• [Work to be completed]
Restate every entry word for word.

----- Materials provided

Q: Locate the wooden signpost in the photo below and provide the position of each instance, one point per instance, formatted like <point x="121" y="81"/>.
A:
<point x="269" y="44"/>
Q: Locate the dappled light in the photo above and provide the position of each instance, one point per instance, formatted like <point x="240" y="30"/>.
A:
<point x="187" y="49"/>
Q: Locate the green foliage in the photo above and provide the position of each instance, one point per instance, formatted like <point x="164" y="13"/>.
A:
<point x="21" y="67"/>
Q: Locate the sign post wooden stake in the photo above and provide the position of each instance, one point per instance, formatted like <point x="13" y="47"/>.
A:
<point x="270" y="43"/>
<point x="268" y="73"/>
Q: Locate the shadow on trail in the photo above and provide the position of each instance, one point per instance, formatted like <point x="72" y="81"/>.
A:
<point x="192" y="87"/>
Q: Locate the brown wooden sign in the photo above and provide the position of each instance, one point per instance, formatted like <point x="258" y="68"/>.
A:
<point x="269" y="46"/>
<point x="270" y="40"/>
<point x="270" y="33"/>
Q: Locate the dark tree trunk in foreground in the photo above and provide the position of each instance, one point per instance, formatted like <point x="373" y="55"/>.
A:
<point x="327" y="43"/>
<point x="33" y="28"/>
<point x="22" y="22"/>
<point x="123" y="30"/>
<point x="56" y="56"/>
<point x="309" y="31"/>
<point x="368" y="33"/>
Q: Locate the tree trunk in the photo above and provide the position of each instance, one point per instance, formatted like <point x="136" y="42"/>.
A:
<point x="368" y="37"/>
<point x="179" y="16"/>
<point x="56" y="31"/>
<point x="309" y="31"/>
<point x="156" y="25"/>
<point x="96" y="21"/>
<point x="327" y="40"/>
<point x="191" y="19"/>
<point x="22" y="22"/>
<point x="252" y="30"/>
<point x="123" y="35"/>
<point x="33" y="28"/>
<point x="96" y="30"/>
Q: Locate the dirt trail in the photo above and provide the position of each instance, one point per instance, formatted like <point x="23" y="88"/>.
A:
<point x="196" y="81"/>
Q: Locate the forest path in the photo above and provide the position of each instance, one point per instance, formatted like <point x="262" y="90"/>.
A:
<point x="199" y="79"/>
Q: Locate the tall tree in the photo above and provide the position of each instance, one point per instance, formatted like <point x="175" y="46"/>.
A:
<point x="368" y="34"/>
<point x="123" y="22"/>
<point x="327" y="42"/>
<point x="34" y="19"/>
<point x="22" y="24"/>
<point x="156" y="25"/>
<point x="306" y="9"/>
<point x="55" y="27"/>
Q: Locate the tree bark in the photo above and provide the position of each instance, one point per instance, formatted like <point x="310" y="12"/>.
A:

----------

• [Final result]
Q: Locate the wooden signpost in the photo below and provide the position of each instance, one point per instance, formatted like <point x="121" y="81"/>.
A:
<point x="269" y="44"/>
Q: Locate the dappled light in the photo above and provide the position of each instance, one point per instance, formatted like <point x="240" y="30"/>.
A:
<point x="187" y="49"/>
Q: Locate the green foliage in the photo above and provide the position of each instance, one point per instance, formatted like <point x="164" y="13"/>.
A:
<point x="21" y="67"/>
Q: Locate the sign post wooden stake in the photo above and provide the position of each instance, one point per instance, formatted like <point x="13" y="47"/>.
A:
<point x="270" y="43"/>
<point x="268" y="73"/>
Q: Locate the shadow on trail in the photo above and provide the position of each instance, one point per instance, formatted like <point x="72" y="81"/>.
A:
<point x="192" y="87"/>
Q: Locate the brown wooden sign in the photo above and provide the position of each instance, one point per instance, formatted like <point x="258" y="68"/>.
A:
<point x="269" y="46"/>
<point x="270" y="40"/>
<point x="270" y="33"/>
Q: Locate the dark tree trunk in foreground in the photo above and provide the position of each instance, one point per instance, formatted like <point x="373" y="55"/>.
A:
<point x="327" y="43"/>
<point x="33" y="28"/>
<point x="22" y="22"/>
<point x="123" y="30"/>
<point x="56" y="56"/>
<point x="309" y="31"/>
<point x="368" y="33"/>
Q: Locate the tree trunk in the photo above and provide the position of each instance, one point per instance, formatted like <point x="136" y="42"/>.
A:
<point x="368" y="37"/>
<point x="179" y="16"/>
<point x="56" y="31"/>
<point x="309" y="31"/>
<point x="156" y="25"/>
<point x="96" y="21"/>
<point x="327" y="40"/>
<point x="191" y="19"/>
<point x="22" y="22"/>
<point x="252" y="30"/>
<point x="123" y="35"/>
<point x="33" y="28"/>
<point x="96" y="30"/>
Q: Locate the dirt trail in the photo above and provide the position of each instance, one point per instance, formatted like <point x="23" y="88"/>.
A:
<point x="196" y="81"/>
Q: Locate the forest path in the photo above and provide the position of each instance, one point per instance, formatted like <point x="262" y="90"/>.
A:
<point x="199" y="79"/>
Q: Locate the tall tree in the photo above and provide the position of each instance, one point per instance, formatted like <point x="175" y="46"/>.
A:
<point x="368" y="34"/>
<point x="123" y="22"/>
<point x="327" y="42"/>
<point x="34" y="19"/>
<point x="22" y="24"/>
<point x="156" y="25"/>
<point x="306" y="9"/>
<point x="55" y="27"/>
Q: Locate the tree bark in the photo above and provide the position of each instance, one point per instance, formatted like <point x="310" y="12"/>.
A:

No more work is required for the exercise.